▶ _To do_:
Repeat the entries exactly but omit the pictures.

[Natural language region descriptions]
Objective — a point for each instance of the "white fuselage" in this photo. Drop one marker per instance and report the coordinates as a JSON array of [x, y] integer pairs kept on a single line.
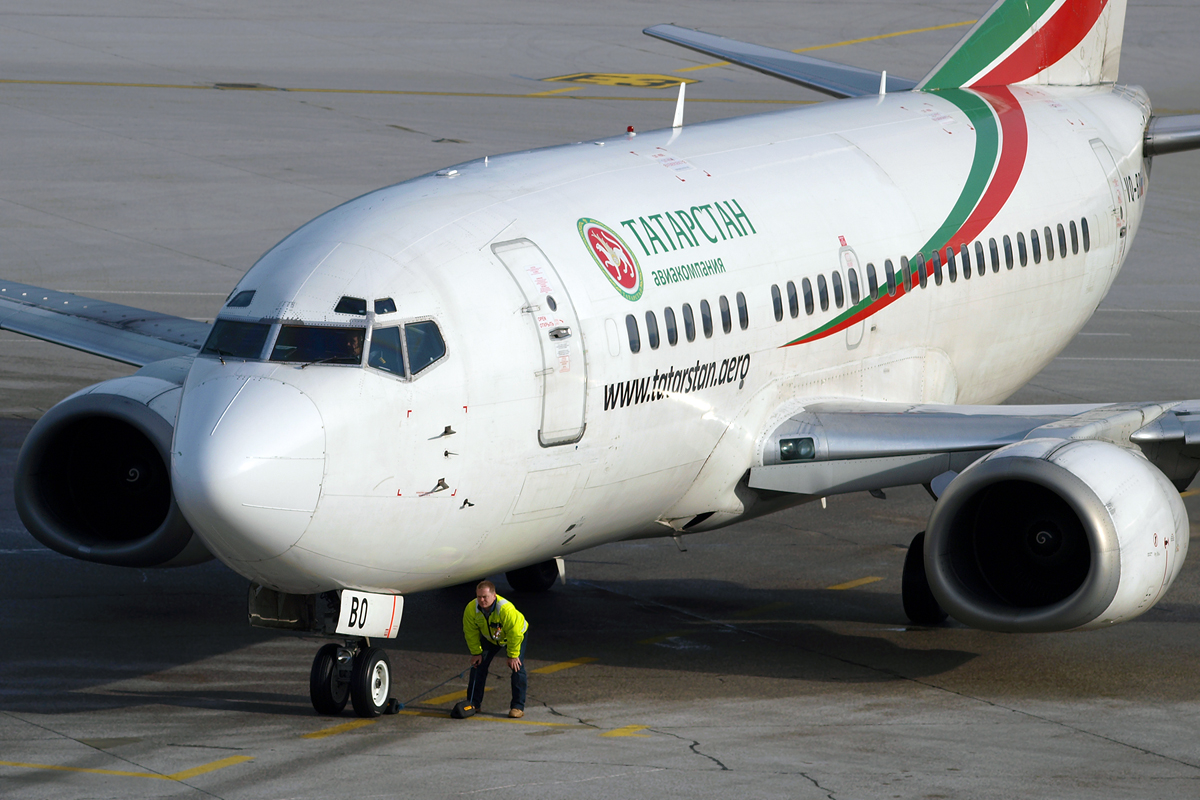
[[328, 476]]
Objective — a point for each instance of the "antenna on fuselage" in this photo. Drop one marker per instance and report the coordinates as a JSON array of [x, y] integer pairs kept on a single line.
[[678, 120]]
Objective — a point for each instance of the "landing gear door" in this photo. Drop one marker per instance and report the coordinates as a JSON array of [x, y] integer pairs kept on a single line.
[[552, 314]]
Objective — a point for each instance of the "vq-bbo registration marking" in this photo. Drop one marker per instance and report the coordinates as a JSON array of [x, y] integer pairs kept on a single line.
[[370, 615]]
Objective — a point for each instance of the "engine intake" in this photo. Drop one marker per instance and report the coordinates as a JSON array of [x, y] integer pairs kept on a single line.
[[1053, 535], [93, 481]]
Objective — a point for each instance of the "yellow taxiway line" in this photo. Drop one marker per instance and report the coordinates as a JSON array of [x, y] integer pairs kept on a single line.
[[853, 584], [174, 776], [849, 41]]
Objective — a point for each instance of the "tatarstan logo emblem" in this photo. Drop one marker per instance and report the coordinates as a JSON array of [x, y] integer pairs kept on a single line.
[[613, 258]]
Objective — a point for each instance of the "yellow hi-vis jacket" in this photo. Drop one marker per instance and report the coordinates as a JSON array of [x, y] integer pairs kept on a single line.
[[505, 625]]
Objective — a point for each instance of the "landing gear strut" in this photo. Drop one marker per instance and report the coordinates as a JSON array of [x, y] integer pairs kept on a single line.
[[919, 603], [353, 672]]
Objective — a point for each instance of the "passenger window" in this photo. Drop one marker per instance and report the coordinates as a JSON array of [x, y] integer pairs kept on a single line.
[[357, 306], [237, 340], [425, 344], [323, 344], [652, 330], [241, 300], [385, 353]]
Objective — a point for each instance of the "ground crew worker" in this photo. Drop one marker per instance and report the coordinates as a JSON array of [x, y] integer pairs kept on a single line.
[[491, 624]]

▶ _Result below_:
Objective — a point for each instance of the "white fuselage" in this photo. Drop one marker per instance and report the coordinates as a JSON array of [x, y] integer pairs kept on a single line.
[[328, 476]]
Objective — a point for each instance of the "antenna on fuselage" in this photo. Drop one marker per instance and report the coordinates as a JSON array of [x, y] integer pairs kept on a single line.
[[678, 120]]
Objective — a point for each instance of the "landing gear door" in this photo. Drop one marker per instance and report the coordinates as a JSON array of [x, y] integer pairs kept on a single line.
[[552, 314]]
Objective — a point for each instance of the "vq-bbo registration marking" in this photo. Drop one marker per instance and report the coordinates as a JSON array of [x, y] integer pairs kept on a single line.
[[370, 615]]
Objective — a point for each instance of the "engine intake" in this photo. Drop one marker per instance and report the coordinates as a JSON array of [x, y] integer pairs kept on a single line.
[[1053, 535], [93, 481]]
Objective — a point for each instance of the "yellow taxiway line" in this photo. Drop one marker per instance and report the coordinates as a JSON array of [x, y] integer pairs kept on a single line.
[[853, 584], [174, 776], [849, 41]]
Objective — a point for each instance of the "tatarstan logo emblem" in this photo. Drop one marker per instance and report the coordinates as a JSON array of [x, y] integer pairs kept on a single line.
[[613, 258]]
Objective — a point for each instance of the "yellow hi-vis jacket" in this photo. Drop one marker per instance and report the coordinates as a JSON array of [x, y] integer pairs kept on a single line.
[[505, 625]]
Objective — a point for each instance of the "landing gear strut" in this photo. Drop one marker per instance and report the coordinates as a JSON array of [x, y] integer pairs kept on a single line.
[[919, 603], [353, 672]]
Objective — a point for each instance of the "passenger window" in this photo. Drop one marker per instance and report the coordinates as a JSON array of [x, y] integer pairs kept on a single line.
[[357, 306], [237, 340], [425, 344], [323, 344], [652, 330], [241, 300], [385, 353]]
Objective — a point for each instance of the "ground crew worker" in this photo. Drop one marker per instance and report the coordinates as a JSON array of [x, y] integer pairs kept on a single line.
[[491, 624]]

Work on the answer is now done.